* [DATASET EXTRACT]
/---

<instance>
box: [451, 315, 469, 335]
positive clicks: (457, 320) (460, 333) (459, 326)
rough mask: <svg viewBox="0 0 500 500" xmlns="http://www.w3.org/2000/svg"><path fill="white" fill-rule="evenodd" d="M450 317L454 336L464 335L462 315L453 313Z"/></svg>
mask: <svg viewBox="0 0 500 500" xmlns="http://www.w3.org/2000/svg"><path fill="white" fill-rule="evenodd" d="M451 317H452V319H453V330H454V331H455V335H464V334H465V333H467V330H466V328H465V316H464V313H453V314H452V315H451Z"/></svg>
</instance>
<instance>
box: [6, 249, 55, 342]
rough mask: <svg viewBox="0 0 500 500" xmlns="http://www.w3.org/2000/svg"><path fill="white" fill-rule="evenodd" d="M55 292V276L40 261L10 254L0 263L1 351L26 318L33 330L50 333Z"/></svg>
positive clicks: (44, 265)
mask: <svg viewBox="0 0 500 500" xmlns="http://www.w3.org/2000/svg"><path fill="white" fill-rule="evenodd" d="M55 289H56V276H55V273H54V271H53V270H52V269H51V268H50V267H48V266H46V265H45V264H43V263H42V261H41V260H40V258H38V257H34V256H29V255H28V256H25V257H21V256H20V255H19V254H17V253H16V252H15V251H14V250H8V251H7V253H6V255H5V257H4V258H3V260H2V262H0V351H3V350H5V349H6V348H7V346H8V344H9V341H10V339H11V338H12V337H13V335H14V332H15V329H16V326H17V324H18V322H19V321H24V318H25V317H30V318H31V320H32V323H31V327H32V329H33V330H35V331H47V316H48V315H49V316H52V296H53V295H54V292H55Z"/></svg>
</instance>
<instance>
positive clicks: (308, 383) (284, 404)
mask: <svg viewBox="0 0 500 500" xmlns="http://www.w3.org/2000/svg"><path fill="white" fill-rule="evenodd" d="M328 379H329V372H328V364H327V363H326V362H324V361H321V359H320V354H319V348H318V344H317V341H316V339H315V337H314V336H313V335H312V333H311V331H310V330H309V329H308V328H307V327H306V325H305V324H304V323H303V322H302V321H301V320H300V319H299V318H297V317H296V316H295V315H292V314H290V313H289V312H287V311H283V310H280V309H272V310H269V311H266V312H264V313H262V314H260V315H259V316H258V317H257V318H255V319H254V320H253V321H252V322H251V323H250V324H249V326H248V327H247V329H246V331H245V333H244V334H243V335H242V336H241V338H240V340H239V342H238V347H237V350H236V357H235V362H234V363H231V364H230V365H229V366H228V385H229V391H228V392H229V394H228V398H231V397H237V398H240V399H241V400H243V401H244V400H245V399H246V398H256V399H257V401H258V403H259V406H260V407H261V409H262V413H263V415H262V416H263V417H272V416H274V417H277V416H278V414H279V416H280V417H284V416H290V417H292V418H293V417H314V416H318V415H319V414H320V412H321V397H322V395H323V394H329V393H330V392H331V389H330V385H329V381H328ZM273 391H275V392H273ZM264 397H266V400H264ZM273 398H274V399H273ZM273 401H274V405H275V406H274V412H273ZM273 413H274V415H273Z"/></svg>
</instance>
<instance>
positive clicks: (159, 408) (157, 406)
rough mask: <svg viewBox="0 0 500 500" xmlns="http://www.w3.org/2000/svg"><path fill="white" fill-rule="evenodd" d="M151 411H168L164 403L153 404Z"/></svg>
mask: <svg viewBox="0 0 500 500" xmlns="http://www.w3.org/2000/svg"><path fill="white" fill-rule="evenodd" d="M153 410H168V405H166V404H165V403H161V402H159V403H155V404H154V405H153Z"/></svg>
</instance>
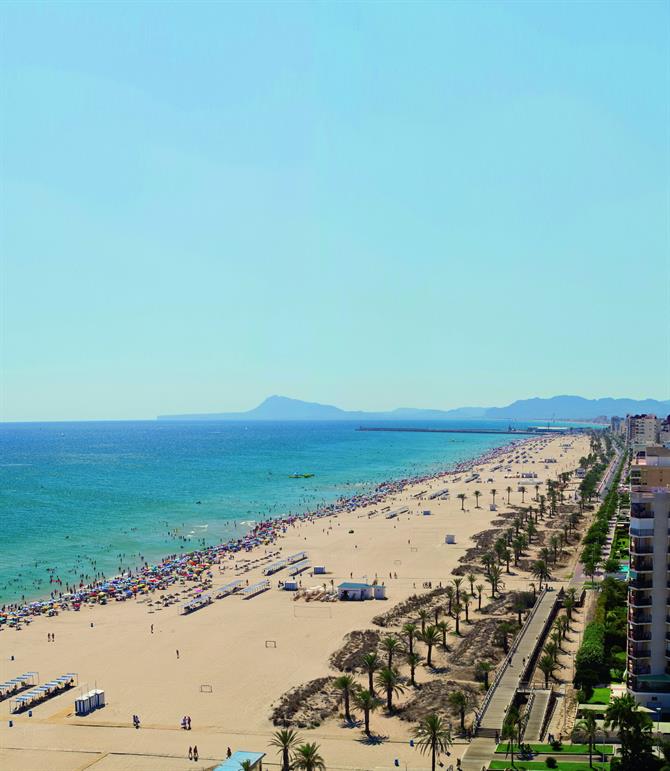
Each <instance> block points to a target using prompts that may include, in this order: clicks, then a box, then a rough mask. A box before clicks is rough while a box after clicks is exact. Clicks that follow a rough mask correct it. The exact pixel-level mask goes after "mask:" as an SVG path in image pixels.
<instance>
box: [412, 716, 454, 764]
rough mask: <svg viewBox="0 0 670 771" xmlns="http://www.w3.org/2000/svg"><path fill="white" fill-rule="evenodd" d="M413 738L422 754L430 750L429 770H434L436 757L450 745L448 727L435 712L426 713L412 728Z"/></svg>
mask: <svg viewBox="0 0 670 771" xmlns="http://www.w3.org/2000/svg"><path fill="white" fill-rule="evenodd" d="M414 738H415V739H416V746H417V747H418V748H419V751H420V752H421V754H422V755H425V754H426V753H427V752H430V756H431V764H430V767H431V771H435V763H436V761H437V759H438V757H439V756H440V755H441V754H443V753H445V752H449V747H451V743H452V742H451V733H450V731H449V727H448V726H447V724H446V723H445V722H444V720H442V718H441V717H440V716H439V715H436V714H435V713H433V714H431V715H426V717H424V718H423V719H422V720H421V722H420V723H419V724H418V726H417V727H416V728H415V729H414Z"/></svg>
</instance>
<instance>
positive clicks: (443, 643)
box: [435, 621, 451, 650]
mask: <svg viewBox="0 0 670 771" xmlns="http://www.w3.org/2000/svg"><path fill="white" fill-rule="evenodd" d="M435 629H437V630H438V631H439V632H440V634H441V635H442V647H443V648H444V649H445V650H446V649H447V647H448V646H447V633H448V632H450V631H451V626H450V624H449V622H448V621H440V623H439V624H435Z"/></svg>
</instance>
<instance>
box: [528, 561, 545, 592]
mask: <svg viewBox="0 0 670 771" xmlns="http://www.w3.org/2000/svg"><path fill="white" fill-rule="evenodd" d="M531 573H532V574H533V577H534V578H537V579H538V581H539V583H540V591H542V581H544V580H548V579H549V568H548V567H547V563H546V562H545V561H544V560H537V561H536V562H534V563H533V567H532V568H531Z"/></svg>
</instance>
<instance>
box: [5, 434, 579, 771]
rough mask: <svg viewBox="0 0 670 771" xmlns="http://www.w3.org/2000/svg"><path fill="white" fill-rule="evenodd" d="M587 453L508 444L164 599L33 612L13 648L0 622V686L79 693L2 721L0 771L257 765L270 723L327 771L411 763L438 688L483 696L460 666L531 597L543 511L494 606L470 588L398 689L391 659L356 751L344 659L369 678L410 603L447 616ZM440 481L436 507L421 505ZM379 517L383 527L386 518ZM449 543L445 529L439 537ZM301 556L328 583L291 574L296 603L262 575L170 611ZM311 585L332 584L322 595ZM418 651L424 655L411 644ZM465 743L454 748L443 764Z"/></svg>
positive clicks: (49, 703)
mask: <svg viewBox="0 0 670 771" xmlns="http://www.w3.org/2000/svg"><path fill="white" fill-rule="evenodd" d="M587 448H588V437H587V436H586V435H578V436H571V437H548V438H529V439H528V440H522V441H520V442H514V443H512V444H511V445H510V444H509V443H508V444H507V445H504V446H499V447H497V448H493V449H492V450H490V451H487V452H486V453H480V454H479V455H478V456H477V457H476V458H470V459H468V460H466V461H462V462H459V463H457V464H452V465H451V466H450V468H449V470H442V471H440V472H439V473H436V474H431V475H425V476H422V477H412V483H410V480H409V479H404V480H396V481H395V482H394V483H393V484H389V485H388V486H387V487H385V486H384V485H381V486H380V487H382V489H381V490H379V491H374V492H373V493H368V495H370V496H372V495H373V494H377V493H378V495H379V498H378V501H377V502H375V501H372V500H368V501H363V500H362V499H361V500H356V499H355V497H354V498H353V499H352V497H351V496H349V497H348V498H347V499H346V501H345V500H343V501H341V502H340V505H341V509H340V510H339V511H338V512H326V513H324V514H323V515H322V516H320V517H316V516H310V517H302V518H296V519H295V521H293V522H292V523H291V524H288V525H286V526H285V527H280V528H277V529H276V539H275V540H274V541H273V542H272V543H270V544H269V545H265V544H262V543H261V544H258V545H255V546H252V547H251V548H250V549H249V550H248V551H246V550H245V549H241V550H238V551H237V552H235V553H232V554H224V556H223V558H222V559H221V560H220V561H219V562H218V563H217V562H215V561H210V564H209V565H208V566H207V567H203V569H202V570H200V572H199V573H197V574H196V573H195V571H193V575H192V578H191V579H190V580H189V579H187V578H186V577H185V576H181V577H180V578H179V579H178V580H177V582H176V583H175V584H171V585H170V586H169V587H168V589H167V590H166V591H164V592H162V591H159V590H154V591H151V590H148V591H147V593H146V594H142V595H139V594H136V595H134V597H135V600H134V601H130V602H129V601H125V602H115V601H114V600H112V601H108V602H107V604H106V606H105V607H102V606H101V605H100V603H99V602H86V603H84V604H82V606H81V610H80V612H60V613H59V614H58V615H54V616H52V617H48V616H46V614H40V615H39V616H38V617H33V620H37V618H39V619H40V623H29V624H28V623H26V624H24V625H23V626H22V629H21V634H20V635H19V636H15V635H14V634H12V631H13V630H12V629H7V627H6V626H5V627H4V628H3V630H2V631H0V680H9V679H10V678H16V677H19V676H20V675H21V673H23V672H29V671H35V672H39V673H40V679H41V680H43V681H44V682H47V681H49V680H51V679H53V678H55V677H58V676H62V674H63V673H72V672H74V673H78V679H79V687H78V689H76V690H71V691H69V692H68V693H64V694H62V695H57V696H55V697H54V698H52V699H49V700H46V701H44V702H42V703H40V704H38V705H37V706H35V707H34V708H33V715H32V717H29V716H28V714H27V713H20V714H14V715H11V717H12V720H13V721H14V726H13V727H12V728H9V727H8V726H7V723H4V725H0V747H2V746H3V745H4V747H5V749H4V750H3V749H0V764H2V763H3V762H5V763H6V765H7V767H8V768H12V769H16V770H17V771H18V770H19V769H26V771H32V769H33V768H35V767H38V766H43V765H44V764H45V762H46V764H47V765H49V767H53V768H54V769H55V771H80V769H81V767H82V766H83V765H84V764H85V763H89V764H90V761H91V760H94V761H96V763H95V765H96V768H98V767H99V768H100V770H101V771H103V769H104V770H105V771H107V770H108V769H109V771H130V770H131V769H138V768H142V770H143V771H173V769H174V771H181V770H182V769H184V770H185V769H187V768H193V767H194V766H193V765H192V762H191V763H190V764H189V761H188V758H187V754H186V750H187V749H188V744H189V743H191V744H192V743H193V742H195V743H197V745H198V747H199V748H200V755H201V759H203V760H204V759H205V758H207V760H208V762H207V763H206V764H205V765H204V766H202V768H206V767H209V768H211V767H212V766H213V765H215V763H216V762H217V761H219V762H220V760H221V759H223V758H224V757H225V755H226V749H227V747H232V748H233V749H234V750H236V749H244V750H254V751H255V750H259V751H266V752H268V753H269V754H268V757H267V759H266V760H267V761H269V767H271V768H272V767H274V766H273V762H276V758H275V756H274V750H273V749H272V748H271V747H269V746H268V745H269V742H270V740H271V737H272V734H273V732H274V731H275V730H276V729H277V727H279V726H278V724H277V722H276V721H277V720H279V721H280V724H279V725H283V723H281V721H283V720H284V717H283V716H284V715H285V716H286V718H285V719H286V720H289V721H291V722H290V723H289V724H290V725H293V726H295V727H296V728H297V730H298V731H299V733H300V734H301V735H302V738H303V739H304V740H305V741H315V742H317V743H318V744H319V745H320V746H321V748H322V753H323V755H324V757H325V758H326V760H327V763H328V768H333V769H362V768H365V769H371V768H380V769H381V768H391V767H394V766H395V765H397V764H395V760H396V759H397V760H398V762H399V763H400V765H401V766H405V765H407V766H408V767H410V768H414V769H419V768H425V763H424V762H423V760H422V759H421V758H420V757H419V756H418V755H417V753H416V750H415V749H414V748H412V747H411V746H410V745H409V742H408V738H410V737H411V732H412V727H413V723H414V722H415V720H416V719H417V718H416V716H417V715H421V714H425V713H426V711H429V710H431V709H438V710H439V711H440V713H441V714H444V715H445V716H446V718H447V719H448V720H454V721H456V720H457V716H455V715H454V714H453V712H451V708H450V707H449V705H448V704H447V703H446V696H447V695H448V693H449V691H450V689H455V688H464V689H466V690H468V692H469V693H471V694H472V696H473V698H475V699H478V698H480V696H479V694H480V693H481V688H480V685H479V684H478V683H477V682H476V677H475V676H474V673H473V668H474V666H475V664H476V662H477V661H478V660H488V661H489V662H490V663H491V664H492V666H494V667H495V666H496V665H497V663H498V662H499V661H500V660H501V655H502V654H501V650H500V648H499V646H497V645H496V643H495V639H494V635H493V630H494V628H495V627H496V626H497V624H498V623H499V622H500V621H501V620H505V619H509V620H510V621H511V620H512V619H513V618H516V612H515V611H514V610H513V606H512V603H513V600H514V597H515V596H516V593H518V592H528V590H529V582H531V581H532V580H533V579H532V576H530V575H529V572H528V567H527V564H526V562H527V560H532V559H533V553H535V554H537V552H538V550H539V549H540V548H542V546H544V545H545V544H546V543H547V542H548V541H547V539H548V538H549V534H551V533H557V532H559V530H560V528H561V521H560V519H559V518H558V517H557V519H552V518H547V519H544V520H543V519H541V521H540V524H539V525H538V528H539V529H540V530H541V531H542V533H543V535H541V536H538V537H537V538H535V539H534V544H533V547H532V549H531V550H530V551H529V552H528V553H527V554H526V555H524V558H523V559H522V560H521V562H520V564H519V567H518V568H517V567H516V566H512V569H511V572H510V573H509V574H508V573H505V574H504V587H503V596H502V597H496V598H495V600H494V599H493V598H491V599H489V595H490V592H489V591H488V590H487V588H486V587H485V588H484V602H483V603H482V607H481V608H478V602H477V600H476V599H474V600H472V601H471V603H470V611H469V612H470V618H469V620H466V619H463V618H461V631H460V633H458V632H457V631H456V630H455V629H454V620H453V618H452V619H451V622H450V623H451V631H448V632H447V638H448V645H447V646H445V647H443V646H442V645H441V644H440V645H439V646H436V647H435V648H434V650H433V663H432V665H428V663H427V662H426V661H425V660H423V661H422V663H420V665H419V666H418V667H417V670H416V680H417V685H416V686H410V684H409V680H408V669H407V663H406V662H405V660H404V657H403V656H400V658H399V659H398V661H397V664H396V666H398V667H399V669H400V671H401V675H402V682H403V683H404V684H405V685H404V694H401V695H400V696H398V698H397V702H398V711H397V712H393V714H388V713H387V712H386V710H382V709H380V710H379V711H377V712H376V713H375V714H374V715H373V716H372V731H373V734H374V735H375V736H378V737H380V741H379V742H372V743H366V742H365V741H362V740H361V733H362V732H360V731H359V728H360V725H359V724H358V723H356V724H349V723H347V722H346V721H344V720H343V719H342V717H341V714H340V712H341V710H340V709H339V706H338V705H339V700H338V698H337V694H336V692H334V691H333V690H332V689H333V683H334V680H335V679H336V677H337V676H338V675H340V674H342V672H343V671H349V670H348V669H347V667H350V666H352V665H353V666H354V669H353V670H351V671H352V676H353V677H354V679H355V680H356V681H357V682H359V683H361V684H363V685H364V681H365V679H366V678H365V677H364V675H362V674H361V673H360V671H359V669H358V668H356V665H357V662H358V661H359V660H360V658H359V657H360V655H361V653H362V652H363V651H366V650H370V649H371V647H372V649H373V650H374V648H375V646H377V645H379V644H380V643H381V640H382V638H383V637H384V636H385V635H387V634H389V633H391V634H395V635H402V627H403V624H404V623H405V622H406V621H407V620H410V621H416V620H417V614H418V609H419V608H421V607H423V608H426V609H427V610H430V614H431V617H432V614H433V612H434V611H435V610H438V611H440V612H441V613H442V614H446V608H445V601H446V595H445V591H446V587H447V586H449V585H453V581H452V579H454V578H455V577H458V576H461V577H463V580H464V582H465V583H464V585H463V586H461V590H463V589H464V587H465V586H467V587H468V591H470V589H469V578H467V575H466V572H465V571H468V572H469V571H470V570H472V572H473V573H476V574H478V576H479V577H477V578H476V579H475V583H476V582H477V581H482V583H485V582H484V581H483V580H482V579H483V576H481V575H480V574H481V573H482V570H481V568H480V567H478V566H477V565H476V564H475V563H480V562H481V554H482V549H490V548H491V547H492V544H493V539H495V538H496V537H498V536H499V535H501V534H503V533H504V532H505V528H506V527H509V526H510V524H511V523H512V521H513V519H512V518H513V517H515V516H517V514H518V512H520V511H522V510H524V509H523V506H524V504H523V497H524V494H525V507H528V506H531V505H532V506H534V507H535V508H536V511H537V506H538V503H537V502H536V500H537V499H538V496H539V495H541V494H542V493H543V492H545V490H546V487H545V486H546V484H547V482H548V481H549V480H550V479H558V477H559V476H560V474H561V473H562V472H566V471H571V470H574V469H575V468H577V466H578V465H579V458H580V457H581V456H582V455H584V454H586V450H587ZM550 464H553V465H550ZM476 474H479V476H478V477H477V476H476ZM522 475H523V476H522ZM422 479H425V480H426V481H421V480H422ZM468 480H472V481H468ZM577 484H578V480H577V479H573V481H572V482H571V484H570V486H569V489H567V491H566V495H567V500H568V501H571V500H572V498H573V493H574V490H576V486H577ZM447 487H448V490H449V495H448V496H446V497H442V496H438V497H434V496H435V494H439V493H441V492H443V491H444V489H445V488H447ZM493 489H495V490H496V494H497V497H496V499H495V501H496V508H495V509H493V508H492V498H493ZM475 492H477V493H478V494H479V495H478V496H475V494H474V493H475ZM463 496H465V497H463ZM479 497H481V500H480V499H479ZM386 507H389V509H391V510H393V511H398V514H397V516H395V517H393V518H388V517H387V516H386V514H388V513H389V511H388V509H386ZM382 509H383V511H382ZM426 510H430V515H429V516H426V515H425V512H426ZM446 534H453V535H454V542H452V541H451V540H447V538H446ZM301 552H306V553H307V556H308V558H309V560H310V563H311V566H325V571H326V572H325V574H320V572H319V574H316V575H314V574H313V573H312V569H313V568H310V569H308V570H307V571H305V572H304V573H302V583H303V586H302V588H303V589H304V591H303V592H299V591H298V592H296V591H285V590H283V589H282V588H281V587H280V585H279V583H278V580H279V581H281V580H283V579H287V578H288V576H287V573H286V570H284V571H283V572H281V571H280V572H278V573H276V574H273V575H271V576H270V577H269V579H270V583H271V585H270V586H269V587H268V588H267V590H265V591H263V592H261V593H259V594H257V595H255V596H254V598H253V599H248V600H246V599H244V598H243V597H241V596H239V594H237V595H228V596H227V597H225V598H221V599H216V600H214V601H213V602H212V603H211V604H209V605H207V606H205V607H203V608H202V609H200V610H198V611H197V612H193V613H189V614H187V615H183V614H182V613H181V612H180V611H181V609H182V607H181V606H182V604H183V603H184V602H187V601H191V600H192V599H194V598H197V597H199V596H200V592H198V588H200V587H204V586H205V585H209V586H212V587H213V589H214V590H216V589H217V588H218V587H219V586H223V585H224V584H225V585H227V584H229V583H230V582H232V581H234V580H238V581H240V580H241V583H242V585H244V583H245V580H248V581H249V584H250V585H253V584H255V583H256V582H259V581H263V580H264V579H265V578H267V577H266V576H264V569H265V568H266V567H267V566H268V565H269V564H270V563H272V562H276V561H278V560H282V559H286V558H287V557H289V555H297V554H298V553H301ZM195 562H196V566H199V563H198V562H197V560H196V561H195ZM568 563H569V559H568V560H567V562H566V561H565V560H564V561H563V562H561V565H560V566H559V569H558V572H557V574H555V576H554V578H555V580H556V581H557V582H559V583H560V582H561V580H562V579H561V576H563V577H565V576H566V575H567V572H568V571H569V570H570V567H569V565H568ZM191 567H193V566H191ZM552 572H554V571H552ZM310 574H311V575H310ZM373 580H376V581H377V583H378V584H382V583H383V584H384V585H385V587H386V589H385V593H386V596H387V598H388V599H387V600H368V601H359V602H352V601H349V602H347V601H337V602H333V601H330V602H329V601H326V599H322V600H321V601H319V595H320V596H321V597H322V598H323V595H329V596H330V595H332V593H333V592H332V587H334V586H338V585H339V584H340V583H341V582H349V581H365V582H367V583H373ZM324 584H330V586H329V587H328V588H329V589H330V591H325V590H324V589H323V585H324ZM201 591H202V593H211V594H212V595H214V593H215V592H214V591H211V590H204V589H201ZM473 596H474V595H473ZM442 618H446V619H448V618H449V616H448V615H442ZM49 637H51V638H52V639H51V640H49V639H48V638H49ZM177 651H178V652H179V653H178V654H177ZM419 653H420V654H423V655H422V659H425V653H426V650H425V645H420V647H419ZM347 662H349V663H347ZM94 684H95V687H96V688H102V689H104V691H105V693H106V706H105V707H104V709H101V710H96V711H95V712H93V713H91V714H89V715H87V716H83V717H82V716H77V715H75V714H74V710H73V701H74V698H75V697H76V696H77V695H78V693H79V691H81V692H87V691H88V690H90V688H92V687H93V686H94ZM203 686H204V688H205V690H203ZM315 689H316V690H315ZM301 694H302V695H301ZM310 694H311V695H310ZM433 705H434V706H433ZM296 708H298V711H297V712H295V709H296ZM5 709H8V707H5ZM286 710H288V712H287V711H286ZM134 714H135V715H139V716H140V717H141V721H142V729H150V730H141V731H138V730H136V729H135V728H134V727H133V723H132V719H131V718H132V715H134ZM183 715H189V716H190V717H192V719H193V731H192V732H191V733H189V734H188V735H187V734H185V733H184V732H183V729H181V726H180V722H181V719H182V716H183ZM471 716H472V713H469V715H468V722H470V718H471ZM454 725H456V722H454ZM110 729H113V730H110ZM466 746H467V745H466V744H465V743H457V744H455V745H454V748H453V754H452V760H455V756H457V755H458V756H460V755H461V754H462V751H463V750H464V749H465V747H466ZM64 749H67V754H65V753H64V752H63V750H64ZM91 753H93V754H91ZM108 755H109V757H108ZM112 756H114V759H113V760H112V759H111V758H112ZM40 758H41V760H40ZM50 764H51V765H50Z"/></svg>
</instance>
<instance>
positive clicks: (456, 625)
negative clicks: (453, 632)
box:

\---

* [ABOUT THIS TASK]
Exact duplication is required for the lines above, from the line that contains "box: [528, 561, 545, 592]" to the line that contains "453L508 444L164 599L33", inclusive; omit all others.

* [TASK RESPONSE]
box: [528, 561, 545, 592]
mask: <svg viewBox="0 0 670 771" xmlns="http://www.w3.org/2000/svg"><path fill="white" fill-rule="evenodd" d="M531 573H532V574H533V577H534V578H537V579H538V581H539V583H540V591H542V581H544V580H548V579H549V568H548V567H547V563H546V562H545V561H544V560H537V561H536V562H534V563H533V567H532V568H531Z"/></svg>
</instance>
<instance>
box: [5, 434, 579, 771]
rough mask: <svg viewBox="0 0 670 771" xmlns="http://www.w3.org/2000/svg"><path fill="white" fill-rule="evenodd" d="M587 453L508 444L164 599L33 612L13 648L0 622V686L79 693L2 721L0 771L257 765L270 723L327 771L411 763L438 688L483 696L460 666L531 597L543 511L494 606L470 588L398 689L391 659L356 751L344 659L369 678L410 603L447 616ZM440 481L436 507L421 505ZM379 517L383 527L386 518ZM449 543L445 529L439 537ZM301 556L328 583L291 574L296 603L262 575L170 611ZM311 585L332 584L322 595ZM418 651L424 655L411 644ZM465 743L454 748L443 764Z"/></svg>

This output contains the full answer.